Activities:
A - According to the text on dysmenorrhea, what characterizes primary dysmenorrhea?
B - Write out the section of the text on dysmenorrhea starting with "Metabolomics, a research" and going on through "have been conducted.".

Text for analysis:
Dysmenorrhea is a common gynecological disease that is characterized by periodical cramps and pain in the women's waist and lower abdomen during the premenstrual or menstrual period. Dysmenorrhea can be categorized as primary and secondary dysmenorrhea.^1,2 Primary dysmenorrhea (PD) is characterized by normal ovulation cycles without pelvic pathology. Severe symptoms of dysmenorrhea may lead to pelvic abnormalities, such as endometriosis, thereby negatively affecting the daily lives of young women. PD has also become the main reason for work and school absenteeism among female adolescents.^3,4 Therefore, further studies on the etiology of PD are essential. In the past, people were confined to the clinical efficacy of traditional Chinese medicine and basic pharmacology studies to detect the levels of PD caused by some known pain factors. According to the literature, possible important markers in the pathology of PD include prostaglandin (PG), vasopressin, oxytocin and glucocorticoid.^5,6 Excess PGF_2α causes spasmodic contractions of uterine smooth muscles, resulting in decreased blood flow to the uterus and uterine ischemia, which is a major cause of PD.⁷ PD is also caused by sex-hormone disorders accompanied with an increase in progesterone during the menstrual period.⁸ Therefore, new biomarkers for clinical diagnosis are necessary.

Metabolomics, a research method used to describe the dynamic changes in low-molecular-weight metabolites and is also a potential tool for the in-depth study of metabolic products, which can help in determining an organism's physiological and pathological states. The mechanisms and treatment of diseases are expounded by identifying the biomarkers and analyzing the metabolic pathway.^9,10 Determining the metabolic differences between PD patients and healthy volunteers can aid in the discovery of biomarkers for the diagnosis of PD mainly based on physical pains during menstrual period which can then provide information for the development of new treatment methods. However, few studies on metabolic profiling or biomarkers of PD have been conducted.

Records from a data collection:
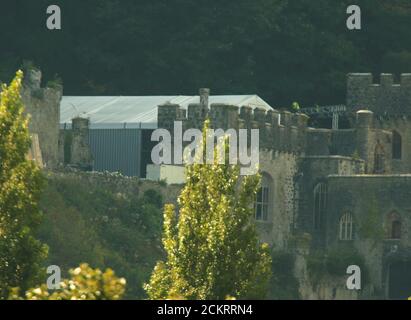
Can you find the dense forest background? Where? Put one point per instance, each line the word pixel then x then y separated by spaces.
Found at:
pixel 284 51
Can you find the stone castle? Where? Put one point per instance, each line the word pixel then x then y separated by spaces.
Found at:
pixel 323 189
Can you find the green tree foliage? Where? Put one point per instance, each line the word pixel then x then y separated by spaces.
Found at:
pixel 21 254
pixel 95 219
pixel 211 244
pixel 284 51
pixel 85 283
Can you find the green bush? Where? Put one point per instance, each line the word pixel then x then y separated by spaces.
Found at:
pixel 88 222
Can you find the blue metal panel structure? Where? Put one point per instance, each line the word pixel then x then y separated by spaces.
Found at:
pixel 117 150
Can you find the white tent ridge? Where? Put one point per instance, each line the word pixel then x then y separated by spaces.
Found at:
pixel 115 112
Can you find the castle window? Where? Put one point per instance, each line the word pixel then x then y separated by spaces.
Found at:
pixel 346 227
pixel 396 145
pixel 395 226
pixel 262 205
pixel 379 159
pixel 320 201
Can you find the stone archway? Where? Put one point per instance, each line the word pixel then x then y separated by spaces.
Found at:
pixel 399 280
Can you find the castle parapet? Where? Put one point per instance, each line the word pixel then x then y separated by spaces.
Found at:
pixel 383 98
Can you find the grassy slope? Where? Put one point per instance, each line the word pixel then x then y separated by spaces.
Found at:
pixel 87 221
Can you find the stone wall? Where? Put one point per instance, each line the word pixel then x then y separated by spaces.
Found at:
pixel 280 168
pixel 383 98
pixel 371 199
pixel 43 106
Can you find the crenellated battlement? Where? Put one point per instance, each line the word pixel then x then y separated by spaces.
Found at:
pixel 280 131
pixel 384 98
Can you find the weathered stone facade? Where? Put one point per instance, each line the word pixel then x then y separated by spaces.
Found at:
pixel 348 188
pixel 318 178
pixel 43 106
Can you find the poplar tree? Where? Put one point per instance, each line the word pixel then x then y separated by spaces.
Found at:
pixel 21 254
pixel 211 242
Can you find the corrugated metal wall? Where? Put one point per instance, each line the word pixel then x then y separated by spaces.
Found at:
pixel 117 150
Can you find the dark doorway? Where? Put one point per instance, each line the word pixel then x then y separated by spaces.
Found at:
pixel 400 281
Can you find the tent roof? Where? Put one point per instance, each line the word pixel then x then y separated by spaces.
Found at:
pixel 139 111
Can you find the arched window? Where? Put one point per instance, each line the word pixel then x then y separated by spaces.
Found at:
pixel 396 145
pixel 320 201
pixel 379 159
pixel 346 227
pixel 263 203
pixel 394 226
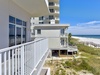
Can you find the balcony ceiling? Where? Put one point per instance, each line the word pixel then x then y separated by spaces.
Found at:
pixel 34 7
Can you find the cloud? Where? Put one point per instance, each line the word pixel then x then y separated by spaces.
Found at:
pixel 92 27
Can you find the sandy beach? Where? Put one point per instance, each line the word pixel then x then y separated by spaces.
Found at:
pixel 89 41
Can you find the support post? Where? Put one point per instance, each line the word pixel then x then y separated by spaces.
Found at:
pixel 22 60
pixel 0 64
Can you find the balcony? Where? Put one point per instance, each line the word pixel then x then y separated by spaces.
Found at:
pixel 33 7
pixel 24 59
pixel 57 12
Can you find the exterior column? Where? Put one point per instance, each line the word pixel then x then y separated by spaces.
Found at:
pixel 59 53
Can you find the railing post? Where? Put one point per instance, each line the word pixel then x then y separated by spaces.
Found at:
pixel 0 64
pixel 22 60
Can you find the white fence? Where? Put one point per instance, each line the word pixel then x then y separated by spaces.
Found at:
pixel 24 59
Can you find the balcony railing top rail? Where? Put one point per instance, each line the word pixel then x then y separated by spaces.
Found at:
pixel 24 59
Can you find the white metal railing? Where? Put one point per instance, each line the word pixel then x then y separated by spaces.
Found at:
pixel 56 4
pixel 24 59
pixel 56 11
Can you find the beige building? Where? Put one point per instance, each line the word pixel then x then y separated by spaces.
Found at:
pixel 57 38
pixel 53 17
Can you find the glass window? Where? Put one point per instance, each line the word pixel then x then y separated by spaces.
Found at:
pixel 38 31
pixel 11 19
pixel 18 21
pixel 18 35
pixel 24 23
pixel 51 3
pixel 11 35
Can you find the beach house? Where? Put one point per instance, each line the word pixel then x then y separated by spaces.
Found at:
pixel 20 52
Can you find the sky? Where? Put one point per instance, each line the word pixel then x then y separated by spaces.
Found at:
pixel 82 15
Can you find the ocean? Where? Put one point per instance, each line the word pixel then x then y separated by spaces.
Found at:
pixel 88 36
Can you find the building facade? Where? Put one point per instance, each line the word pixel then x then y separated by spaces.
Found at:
pixel 53 17
pixel 15 20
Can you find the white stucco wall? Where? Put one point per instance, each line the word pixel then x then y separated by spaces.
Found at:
pixel 48 33
pixel 7 7
pixel 53 36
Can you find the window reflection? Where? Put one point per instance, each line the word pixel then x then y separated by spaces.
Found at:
pixel 24 35
pixel 18 21
pixel 11 35
pixel 11 19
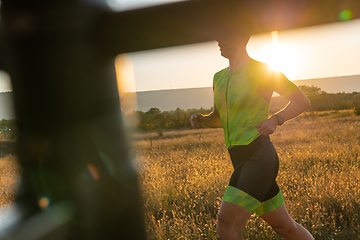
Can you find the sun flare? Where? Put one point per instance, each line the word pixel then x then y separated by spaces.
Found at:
pixel 278 54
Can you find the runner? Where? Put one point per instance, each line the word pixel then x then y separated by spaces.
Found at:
pixel 242 94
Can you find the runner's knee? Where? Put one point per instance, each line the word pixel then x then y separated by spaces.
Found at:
pixel 285 229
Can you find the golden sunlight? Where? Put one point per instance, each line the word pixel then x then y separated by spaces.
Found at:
pixel 279 55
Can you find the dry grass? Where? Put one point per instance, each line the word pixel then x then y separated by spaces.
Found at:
pixel 185 173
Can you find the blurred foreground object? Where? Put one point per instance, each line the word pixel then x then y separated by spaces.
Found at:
pixel 78 181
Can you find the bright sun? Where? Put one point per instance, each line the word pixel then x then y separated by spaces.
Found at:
pixel 278 54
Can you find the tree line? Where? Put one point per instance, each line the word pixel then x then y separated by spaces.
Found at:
pixel 154 119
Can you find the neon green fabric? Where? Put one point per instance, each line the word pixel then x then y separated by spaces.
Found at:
pixel 240 98
pixel 270 204
pixel 241 198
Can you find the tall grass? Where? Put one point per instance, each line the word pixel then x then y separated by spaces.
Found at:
pixel 185 173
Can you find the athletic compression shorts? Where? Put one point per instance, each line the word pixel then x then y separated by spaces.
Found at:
pixel 252 184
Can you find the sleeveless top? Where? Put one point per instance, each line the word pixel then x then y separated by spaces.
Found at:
pixel 242 99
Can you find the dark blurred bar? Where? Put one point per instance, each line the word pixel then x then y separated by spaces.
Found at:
pixel 78 181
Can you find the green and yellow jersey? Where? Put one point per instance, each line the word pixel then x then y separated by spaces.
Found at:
pixel 242 99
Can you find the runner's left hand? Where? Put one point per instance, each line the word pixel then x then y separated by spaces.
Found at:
pixel 267 126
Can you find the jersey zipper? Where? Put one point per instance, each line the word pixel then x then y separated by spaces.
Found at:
pixel 227 109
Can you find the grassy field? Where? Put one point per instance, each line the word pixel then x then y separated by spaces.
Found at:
pixel 185 173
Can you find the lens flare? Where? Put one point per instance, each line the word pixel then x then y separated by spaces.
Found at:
pixel 345 15
pixel 44 202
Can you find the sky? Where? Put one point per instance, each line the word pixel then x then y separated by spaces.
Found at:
pixel 314 52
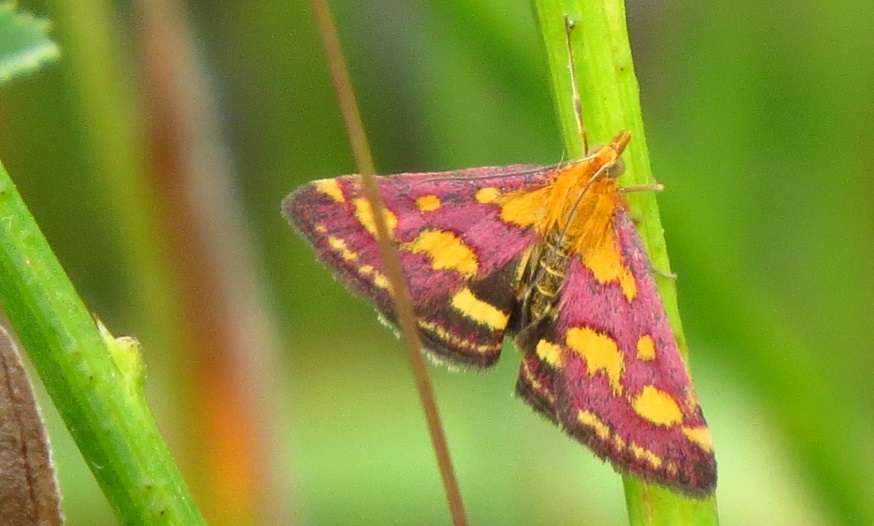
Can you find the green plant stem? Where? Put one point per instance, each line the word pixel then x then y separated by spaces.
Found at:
pixel 90 387
pixel 610 101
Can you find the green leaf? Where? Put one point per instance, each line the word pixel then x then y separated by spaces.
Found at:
pixel 95 380
pixel 24 43
pixel 610 99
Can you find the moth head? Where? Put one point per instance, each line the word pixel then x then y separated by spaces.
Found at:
pixel 615 169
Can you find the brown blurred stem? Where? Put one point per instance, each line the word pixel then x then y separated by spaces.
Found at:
pixel 231 338
pixel 403 302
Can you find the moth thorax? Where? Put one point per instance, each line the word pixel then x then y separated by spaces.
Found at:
pixel 544 278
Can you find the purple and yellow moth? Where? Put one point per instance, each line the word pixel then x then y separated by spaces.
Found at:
pixel 549 255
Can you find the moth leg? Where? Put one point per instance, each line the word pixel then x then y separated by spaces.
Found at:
pixel 648 187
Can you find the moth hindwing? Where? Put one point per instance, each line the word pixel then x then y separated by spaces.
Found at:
pixel 550 256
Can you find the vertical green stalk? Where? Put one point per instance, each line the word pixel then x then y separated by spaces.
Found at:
pixel 95 384
pixel 610 101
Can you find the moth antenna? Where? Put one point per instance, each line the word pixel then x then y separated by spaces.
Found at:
pixel 575 91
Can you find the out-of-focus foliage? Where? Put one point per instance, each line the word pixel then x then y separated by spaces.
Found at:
pixel 760 124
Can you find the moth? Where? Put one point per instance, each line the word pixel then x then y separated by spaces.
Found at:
pixel 549 256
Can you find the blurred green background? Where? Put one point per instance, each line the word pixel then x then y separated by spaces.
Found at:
pixel 760 123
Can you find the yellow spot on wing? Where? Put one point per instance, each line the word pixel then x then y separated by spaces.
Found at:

Solution list:
A - Normal ovulation cycles without pelvic pathology.

B -
Metabolomics, a research method used to describe the dynamic changes in low-molecular-weight metabolites and is also a potential tool for the in-depth study of metabolic products, which can help in determining an organism's physiological and pathological states. The mechanisms and treatment of diseases are expounded by identifying the biomarkers and analyzing the metabolic pathway.^9,10 Determining the metabolic differences between PD patients and healthy volunteers can aid in the discovery of biomarkers for the diagnosis of PD mainly based on physical pains during menstrual period which can then provide information for the development of new treatment methods. However, few studies on metabolic profiling or biomarkers of PD have been conducted.